## Work required
Collect every line below that contains the word "upright", and copy each one out in full.

(Rows from a pointing dataset)
┏━━

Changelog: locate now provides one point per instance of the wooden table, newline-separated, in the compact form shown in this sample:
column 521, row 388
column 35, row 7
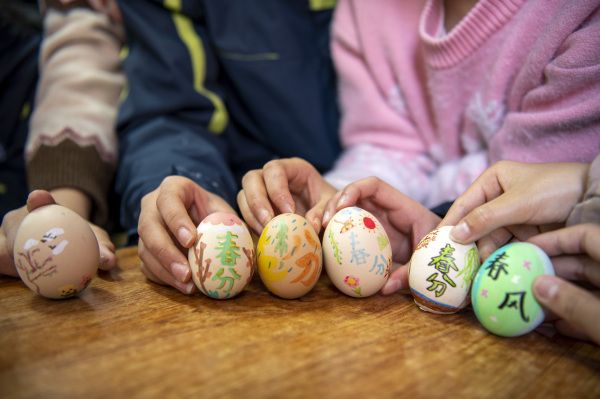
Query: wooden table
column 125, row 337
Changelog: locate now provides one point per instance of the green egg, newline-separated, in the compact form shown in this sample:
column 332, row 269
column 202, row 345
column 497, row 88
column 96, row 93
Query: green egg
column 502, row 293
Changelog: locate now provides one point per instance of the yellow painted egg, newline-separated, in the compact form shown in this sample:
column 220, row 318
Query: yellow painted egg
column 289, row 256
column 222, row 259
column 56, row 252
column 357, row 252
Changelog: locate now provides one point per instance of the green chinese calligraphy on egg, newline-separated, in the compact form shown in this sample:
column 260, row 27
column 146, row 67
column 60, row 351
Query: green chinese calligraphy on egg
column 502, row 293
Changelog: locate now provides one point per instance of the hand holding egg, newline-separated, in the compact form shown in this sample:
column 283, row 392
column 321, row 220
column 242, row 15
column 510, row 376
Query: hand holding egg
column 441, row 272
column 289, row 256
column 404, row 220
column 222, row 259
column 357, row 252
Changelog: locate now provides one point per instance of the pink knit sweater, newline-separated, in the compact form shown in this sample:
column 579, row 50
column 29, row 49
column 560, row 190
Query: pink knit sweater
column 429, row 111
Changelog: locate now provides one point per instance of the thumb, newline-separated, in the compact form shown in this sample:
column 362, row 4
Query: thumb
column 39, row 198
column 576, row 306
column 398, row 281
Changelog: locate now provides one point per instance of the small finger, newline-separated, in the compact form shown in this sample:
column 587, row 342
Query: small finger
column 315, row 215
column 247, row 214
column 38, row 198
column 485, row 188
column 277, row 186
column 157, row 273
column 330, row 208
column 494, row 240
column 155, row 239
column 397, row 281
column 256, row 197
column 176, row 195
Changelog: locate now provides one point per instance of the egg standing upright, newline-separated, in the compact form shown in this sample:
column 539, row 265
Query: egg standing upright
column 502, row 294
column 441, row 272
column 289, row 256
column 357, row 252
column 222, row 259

┗━━
┏━━

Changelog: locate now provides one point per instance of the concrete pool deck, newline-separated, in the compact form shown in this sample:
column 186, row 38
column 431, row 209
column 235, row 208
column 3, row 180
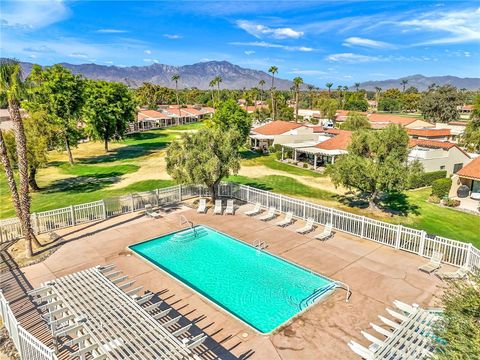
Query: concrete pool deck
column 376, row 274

┗━━
┏━━

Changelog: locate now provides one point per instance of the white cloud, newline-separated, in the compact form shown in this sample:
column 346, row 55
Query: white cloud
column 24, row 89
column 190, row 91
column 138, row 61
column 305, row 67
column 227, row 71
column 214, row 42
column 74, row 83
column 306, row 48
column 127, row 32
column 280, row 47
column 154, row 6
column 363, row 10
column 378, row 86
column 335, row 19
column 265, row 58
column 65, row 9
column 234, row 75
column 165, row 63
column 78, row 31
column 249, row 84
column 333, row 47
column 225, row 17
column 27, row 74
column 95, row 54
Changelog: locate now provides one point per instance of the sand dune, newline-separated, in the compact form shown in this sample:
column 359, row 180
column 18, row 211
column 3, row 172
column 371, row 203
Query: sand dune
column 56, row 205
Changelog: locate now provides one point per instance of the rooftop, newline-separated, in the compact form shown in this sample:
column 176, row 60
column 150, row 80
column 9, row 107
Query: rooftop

┗━━

## Task answer
Changelog: locate now provides one point per instance of the egg standing upright, newline-separated, in the compact form shown in this sample:
Query: egg standing upright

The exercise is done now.